All of the records below need to be returned exactly.

*** AVAILABLE RECORDS Section Begins ***

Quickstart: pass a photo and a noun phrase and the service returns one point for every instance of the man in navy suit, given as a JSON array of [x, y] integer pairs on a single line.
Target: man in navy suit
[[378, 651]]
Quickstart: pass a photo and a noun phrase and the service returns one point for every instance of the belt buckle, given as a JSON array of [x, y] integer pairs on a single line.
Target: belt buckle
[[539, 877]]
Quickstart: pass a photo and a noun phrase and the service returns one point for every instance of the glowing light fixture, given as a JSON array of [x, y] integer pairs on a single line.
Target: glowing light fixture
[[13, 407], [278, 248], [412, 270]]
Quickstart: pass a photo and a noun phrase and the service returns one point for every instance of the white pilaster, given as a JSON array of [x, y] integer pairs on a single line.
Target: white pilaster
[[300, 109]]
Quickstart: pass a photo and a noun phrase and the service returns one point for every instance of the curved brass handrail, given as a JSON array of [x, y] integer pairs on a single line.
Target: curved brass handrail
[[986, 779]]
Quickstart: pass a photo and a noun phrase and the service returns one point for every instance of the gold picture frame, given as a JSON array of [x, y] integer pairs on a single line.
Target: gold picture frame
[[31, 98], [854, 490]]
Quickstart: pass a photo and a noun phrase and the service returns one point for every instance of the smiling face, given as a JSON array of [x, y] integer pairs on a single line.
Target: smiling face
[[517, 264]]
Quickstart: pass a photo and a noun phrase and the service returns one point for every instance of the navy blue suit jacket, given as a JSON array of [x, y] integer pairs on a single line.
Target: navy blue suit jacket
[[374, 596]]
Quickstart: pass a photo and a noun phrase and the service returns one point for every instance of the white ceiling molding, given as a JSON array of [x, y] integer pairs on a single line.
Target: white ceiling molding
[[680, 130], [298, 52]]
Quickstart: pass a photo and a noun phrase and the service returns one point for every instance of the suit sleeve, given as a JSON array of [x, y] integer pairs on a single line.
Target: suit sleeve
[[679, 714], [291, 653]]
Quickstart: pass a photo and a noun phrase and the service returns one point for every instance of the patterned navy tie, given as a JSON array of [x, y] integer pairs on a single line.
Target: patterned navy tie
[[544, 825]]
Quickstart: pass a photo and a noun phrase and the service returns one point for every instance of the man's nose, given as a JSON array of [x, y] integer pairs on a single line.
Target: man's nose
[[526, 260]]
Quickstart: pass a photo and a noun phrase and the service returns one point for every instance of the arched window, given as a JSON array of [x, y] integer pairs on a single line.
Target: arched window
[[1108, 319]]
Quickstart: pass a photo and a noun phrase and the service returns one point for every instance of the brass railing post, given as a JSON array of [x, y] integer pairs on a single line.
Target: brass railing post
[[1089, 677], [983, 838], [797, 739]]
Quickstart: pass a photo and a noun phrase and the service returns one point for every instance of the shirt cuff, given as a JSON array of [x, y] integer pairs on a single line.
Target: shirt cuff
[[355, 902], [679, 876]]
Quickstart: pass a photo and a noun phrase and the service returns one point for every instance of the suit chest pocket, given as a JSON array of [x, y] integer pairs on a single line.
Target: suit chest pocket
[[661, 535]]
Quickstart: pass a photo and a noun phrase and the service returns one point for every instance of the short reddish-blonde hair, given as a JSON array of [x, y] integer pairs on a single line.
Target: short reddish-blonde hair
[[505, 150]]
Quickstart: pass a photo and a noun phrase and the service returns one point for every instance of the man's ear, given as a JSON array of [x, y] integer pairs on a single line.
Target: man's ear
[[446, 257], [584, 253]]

*** AVAILABLE RECORDS Section Ends ***

— WRITTEN SOLUTION —
Quickstart: pass a photo and a noun phrase and the service returns one point for every instance of the man in navy suit, given as a JSON array of [x, y] integer pairs on a single line.
Target: man in navy suit
[[378, 651]]
Quickstart: pass a photo and a noun phrase and the service returns one point for every instance of the belt buckle, given as a JSON array of [x, y] integer pairs on a single line.
Target: belt buckle
[[539, 877]]
Quickstart: pass a photo and a noun phrase and the service returns one point for every instance of the glowing light fixture, given as a JSON array of [x, y] integer pairs on a single line.
Target: glowing light fixture
[[13, 407], [278, 248], [412, 270]]
Quickstart: pass a photo and a noun phrase and the service returns one point for every instance of the white pilaster, given as a JSON array of [x, y] integer pairs on a single line.
Target: white pilaster
[[300, 109]]
Quickstart: pass a photo and a noun phrase and the service returns one point for every instance of the curved brass handrail, given as a JSON array of [x, y] integer pairs on a single line.
Target: curved brass handrail
[[986, 779]]
Quickstart: pass a photo and a noun phrase and the service returns one point for every instance of the gold picture frame, given as a JSON array of [x, y] integer pairs on a single line.
Target: gold picture frame
[[31, 98], [854, 490]]
Quickstart: pass a photo and a noun phrase and the service returns one point for every instance of the smiling face, given as a JSON array of [x, y] integer pairs on a single line.
Target: smiling face
[[517, 264]]
Quickstart: pass a photo and a noun phrase and the service returns one point for every instance of the navy blue suit jacket, given as a JSON array of [x, y] integer pairs on a single line.
Target: navy blue suit jacket
[[374, 596]]
Quickstart: pass a photo and a noun phrase and the service returns one point for every instance of the white ceiling molding, given as a JSON array of [x, y] integer pairs on a single line.
Target: white ceiling molding
[[680, 130], [298, 52]]
Quickstart: pass a photo and a noun phrase and the service returns one point for every instance of the suit sleeve, given as a JSON array of [x, y] integer pairs on a single line.
Target: suit sleeve
[[679, 714], [291, 653]]
Quickstart: pass a photo and a noun phrase and the service returns one point for every instance of the patterned navy tie, given as a JSON array of [x, y] integer pairs on a single line.
Target: patterned navy tie
[[544, 825]]
Quickstart: pass a photo and a noun phrase and the service returns one point for every instance of the man's nose, given as a JSON array of [x, y] integer pairs on a single line.
Target: man's nose
[[526, 260]]
Quickstart: pass a photo and a noun phrase and the service returns one point for every instance of the arched window, given as a JSON array of [x, y] integer pairs on a single line.
Target: arched window
[[1108, 319]]
Quickstart: pass a photo and a noun phrase and the service returns one point for every instance of the brass railing post, given as a JSON array of [x, y] integer pairs on a single line.
Target: brass railing post
[[1089, 677], [983, 838], [797, 739]]
Quickstart: pass a photo and a noun phrase and the service returns one point for every instance of the shirt cuff, given as a JSON array of [x, y] integer pairs on a single line.
Target: shirt cuff
[[355, 902], [679, 876]]
Quickstart: pass a photo and a noun phrase and the service returns one point for every instance of the suit chest pocket, given as a JSON array of [x, y] integer pairs on a single line.
Target: suit chest pocket
[[661, 535]]
Quickstart: pass a photo and a noun phrase and the service returns one point for every instance of the short reddish-blonde hair, given as a JSON array of [x, y] integer pairs on a single line.
Target: short reddish-blonde hair
[[505, 150]]
Quickstart: pass a photo and a noun phrase and the service returns one point for every instance of the man's ear, given as a JSON array of [x, y] integer pairs on a single line.
Target: man's ear
[[446, 257], [584, 253]]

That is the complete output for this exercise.